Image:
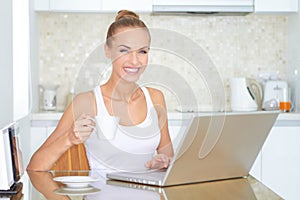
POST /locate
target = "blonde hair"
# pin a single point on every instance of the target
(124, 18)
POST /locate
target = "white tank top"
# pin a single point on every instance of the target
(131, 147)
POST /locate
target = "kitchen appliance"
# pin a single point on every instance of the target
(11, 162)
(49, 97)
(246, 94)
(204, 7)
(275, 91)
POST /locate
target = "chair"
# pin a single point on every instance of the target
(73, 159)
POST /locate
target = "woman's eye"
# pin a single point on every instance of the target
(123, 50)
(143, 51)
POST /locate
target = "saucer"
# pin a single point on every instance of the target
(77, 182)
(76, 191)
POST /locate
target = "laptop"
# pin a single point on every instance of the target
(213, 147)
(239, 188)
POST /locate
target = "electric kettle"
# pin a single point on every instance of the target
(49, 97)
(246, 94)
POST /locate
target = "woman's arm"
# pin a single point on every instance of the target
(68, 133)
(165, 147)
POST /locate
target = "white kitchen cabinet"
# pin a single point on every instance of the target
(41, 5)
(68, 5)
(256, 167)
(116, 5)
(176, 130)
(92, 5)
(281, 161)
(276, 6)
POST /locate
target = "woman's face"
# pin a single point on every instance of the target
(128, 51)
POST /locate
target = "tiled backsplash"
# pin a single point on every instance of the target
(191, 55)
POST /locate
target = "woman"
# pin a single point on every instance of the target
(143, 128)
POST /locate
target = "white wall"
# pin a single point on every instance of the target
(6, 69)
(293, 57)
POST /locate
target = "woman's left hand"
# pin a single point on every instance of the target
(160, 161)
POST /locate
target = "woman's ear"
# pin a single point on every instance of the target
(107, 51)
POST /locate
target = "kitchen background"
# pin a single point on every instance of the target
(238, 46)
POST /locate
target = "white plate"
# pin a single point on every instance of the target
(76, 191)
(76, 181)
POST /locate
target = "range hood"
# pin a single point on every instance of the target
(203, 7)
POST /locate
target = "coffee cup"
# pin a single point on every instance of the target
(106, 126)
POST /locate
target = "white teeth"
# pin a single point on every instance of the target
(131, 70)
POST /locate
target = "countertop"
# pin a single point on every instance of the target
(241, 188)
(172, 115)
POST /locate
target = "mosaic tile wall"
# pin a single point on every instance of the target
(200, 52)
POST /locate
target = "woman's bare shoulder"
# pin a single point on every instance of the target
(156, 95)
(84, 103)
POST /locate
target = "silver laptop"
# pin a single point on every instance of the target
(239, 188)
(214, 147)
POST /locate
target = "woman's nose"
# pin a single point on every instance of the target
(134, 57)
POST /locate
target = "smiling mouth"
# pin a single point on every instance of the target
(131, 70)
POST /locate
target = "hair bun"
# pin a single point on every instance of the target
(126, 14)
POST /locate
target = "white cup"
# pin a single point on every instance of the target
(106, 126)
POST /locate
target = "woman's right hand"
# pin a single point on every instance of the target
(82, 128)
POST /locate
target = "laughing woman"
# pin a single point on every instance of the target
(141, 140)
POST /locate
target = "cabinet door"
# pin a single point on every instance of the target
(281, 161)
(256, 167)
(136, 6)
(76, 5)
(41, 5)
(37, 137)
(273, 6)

---

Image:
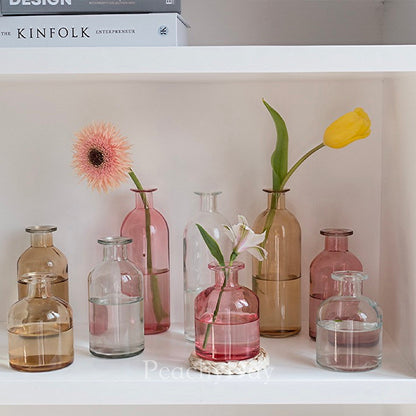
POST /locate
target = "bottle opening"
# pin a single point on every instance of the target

_YOUR INSTRUCTIONS_: Where a line of the data above includes the string "wall", pull it out.

_SOLUTION FOR THIS EXERCISE_:
target = "white wall"
target = "mosaic tile wall"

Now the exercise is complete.